─── Source passage
Archive for the ‘Birthdays’ Tag
Saying No at 50
Today is my 50th birthday. I am 50 years old today. February 10th. I was born 50 years ago today. I’m struggling with it. Having trouble getting my head wrapped around the fact that I’m 50 today. Turning 30 was absolutely no big deal. Truly didn’t lose a wink of sleep over turning 30. Now, I admit upon turning 40 I did pause to reflect a bit on what exactly it meant to turn 40, but overall it was a good day. I honestly don’t remember feeling bad about turning 40. But 50? This one stings. There is absolutely no way to sugarcoat this. I’m 50, and I’m old. In fact in order to find someone who would argue with this, and to tell me that I am in fact not old, I’d need to find someone in their mid 60s to early 70s. When I would discuss age with my dad and would admit to feeling a bit anxious as I closed in on the big 5 0, my dad would always tell me to relax and remind me that I am in fact not old at all. HE WAS IN HIS EARLY 70s!!!!!! So I think you know you’re officially old when the only people who don’t consider you to be old are people who are TRULY OLD!!!!!
So I’m 50 today. It is not the new 40, and it sure as shit is not the new 30. But . . . . I do think that being 50 allows you some new flexibility that you don’t have in your 20s and 30s and probably not even in your 40s. I think being 50 allows you the flexibility or freedom to say “no” more often. I’m not suggesting you can say “no” to going to work. I’m guessing most 50-year-old people still need to earn a paycheck and pay mortgage and so on. But I think being 50 officially allows you the opportunity to simply say “no thanks” to some things that you probably felt compelled or even pressured to do earlier on.
──────
─── Data excerpts
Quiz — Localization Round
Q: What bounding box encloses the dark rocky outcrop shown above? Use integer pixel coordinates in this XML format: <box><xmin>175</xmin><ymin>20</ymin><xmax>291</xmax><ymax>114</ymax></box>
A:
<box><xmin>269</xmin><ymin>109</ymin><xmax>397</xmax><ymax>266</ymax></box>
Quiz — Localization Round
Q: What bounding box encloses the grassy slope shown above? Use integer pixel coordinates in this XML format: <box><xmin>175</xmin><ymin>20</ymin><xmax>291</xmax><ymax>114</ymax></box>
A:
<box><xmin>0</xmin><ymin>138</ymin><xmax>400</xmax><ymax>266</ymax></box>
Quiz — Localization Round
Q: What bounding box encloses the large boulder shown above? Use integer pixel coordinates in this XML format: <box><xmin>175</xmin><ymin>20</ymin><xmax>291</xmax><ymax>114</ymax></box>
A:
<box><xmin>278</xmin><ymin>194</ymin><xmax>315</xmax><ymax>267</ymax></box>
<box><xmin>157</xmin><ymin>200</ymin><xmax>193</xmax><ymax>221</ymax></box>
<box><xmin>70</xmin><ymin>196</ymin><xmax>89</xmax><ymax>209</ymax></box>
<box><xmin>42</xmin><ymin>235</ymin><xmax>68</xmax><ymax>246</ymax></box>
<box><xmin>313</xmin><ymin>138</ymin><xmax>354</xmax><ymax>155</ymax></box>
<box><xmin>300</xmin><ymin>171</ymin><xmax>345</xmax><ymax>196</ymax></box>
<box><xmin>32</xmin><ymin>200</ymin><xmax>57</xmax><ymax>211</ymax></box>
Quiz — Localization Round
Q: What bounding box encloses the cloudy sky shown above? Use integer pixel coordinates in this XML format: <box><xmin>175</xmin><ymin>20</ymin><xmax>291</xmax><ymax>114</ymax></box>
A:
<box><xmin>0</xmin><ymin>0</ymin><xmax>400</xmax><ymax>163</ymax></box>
──────
* Task set
A) Please update the entire localization quiz listing, changing "Localization Round" to "Bounding Box Round" everywhere it occurs and keeping everything else the same.
B) Write the next part of the post about turning 50, picking up after its final sentence.
The post about turning 50 and the localization quiz listing have no connection to each other.

* Task answers
A)
Quiz — Bounding Box Round
Q: What bounding box encloses the dark rocky outcrop shown above? Use integer pixel coordinates in this XML format: <box><xmin>175</xmin><ymin>20</ymin><xmax>291</xmax><ymax>114</ymax></box>
A:
<box><xmin>269</xmin><ymin>109</ymin><xmax>397</xmax><ymax>266</ymax></box>
Quiz — Bounding Box Round
Q: What bounding box encloses the grassy slope shown above? Use integer pixel coordinates in this XML format: <box><xmin>175</xmin><ymin>20</ymin><xmax>291</xmax><ymax>114</ymax></box>
A:
<box><xmin>0</xmin><ymin>138</ymin><xmax>400</xmax><ymax>266</ymax></box>
Quiz — Bounding Box Round
Q: What bounding box encloses the large boulder shown above? Use integer pixel coordinates in this XML format: <box><xmin>175</xmin><ymin>20</ymin><xmax>291</xmax><ymax>114</ymax></box>
A:
<box><xmin>278</xmin><ymin>194</ymin><xmax>315</xmax><ymax>267</ymax></box>
<box><xmin>157</xmin><ymin>200</ymin><xmax>193</xmax><ymax>221</ymax></box>
<box><xmin>70</xmin><ymin>196</ymin><xmax>89</xmax><ymax>209</ymax></box>
<box><xmin>42</xmin><ymin>235</ymin><xmax>68</xmax><ymax>246</ymax></box>
<box><xmin>313</xmin><ymin>138</ymin><xmax>354</xmax><ymax>155</ymax></box>
<box><xmin>300</xmin><ymin>171</ymin><xmax>345</xmax><ymax>196</ymax></box>
<box><xmin>32</xmin><ymin>200</ymin><xmax>57</xmax><ymax>211</ymax></box>
Quiz — Bounding Box Round
Q: What bounding box encloses the cloudy sky shown above? Use integer pixel coordinates in this XML format: <box><xmin>175</xmin><ymin>20</ymin><xmax>291</xmax><ymax>114</ymax></box>
A:
<box><xmin>0</xmin><ymin>0</ymin><xmax>400</xmax><ymax>163</ymax></box>

B)
Skiing is going to be one of those things that I say “no” to starting right now. Up until right about now, I have always felt compelled to go with the flow. If my family wanted to ski, I went skiing. I rented the skis, put on the heavy gear, bought lift tickets, rode a chair lift to 11,300 feet and skied down. Then did it again. Despite growing up in the midwest where I learned to ski in Southern Wisconsin . . . . which is simply one level above learning to ski in Northern Illinois . . . I have been skiing in Colorado five times in the last five or six years. I’ve dealt with altitude sickness. I’ve dealt with small planes trying to land at small airports that appear to have been carved in the middle of the mountain . . . seriously I feel like they pretty much found the least accessible place to land a plane, AND THAT’S WHERE they built the airport. I’ve dealt with freezing conditions. I’ve dealt with rented ski boots that are so uncomfortable that I’ve debated whether it makes sense to actually take the boots off and walk down the mountain in my socks. I figured the risk of severe frostbite and potential amputation of my toes is a better alternative to wearing the ski boots. And I’ve dealt with ski runs that were so clearly above my pay grade that I oftentimes found myself standing at the top of the mountain looking down asking myself “how did this happen, how did I get here?”
But not anymore. I’m 50. I’m done skiing. Forever. Now that’s not to say that I won’t ever go on a ski trip again. My family loves to ski, and being in some of these Colorado ski towns is simply charming. The scenery is breathtaking. The weather is oftentimes much nicer than it is back in Illinois. The people are great. And again my family loves it. So I’m all in for a family ski trip. But I’m not skiing. Ever again. I’m 50. No thanks.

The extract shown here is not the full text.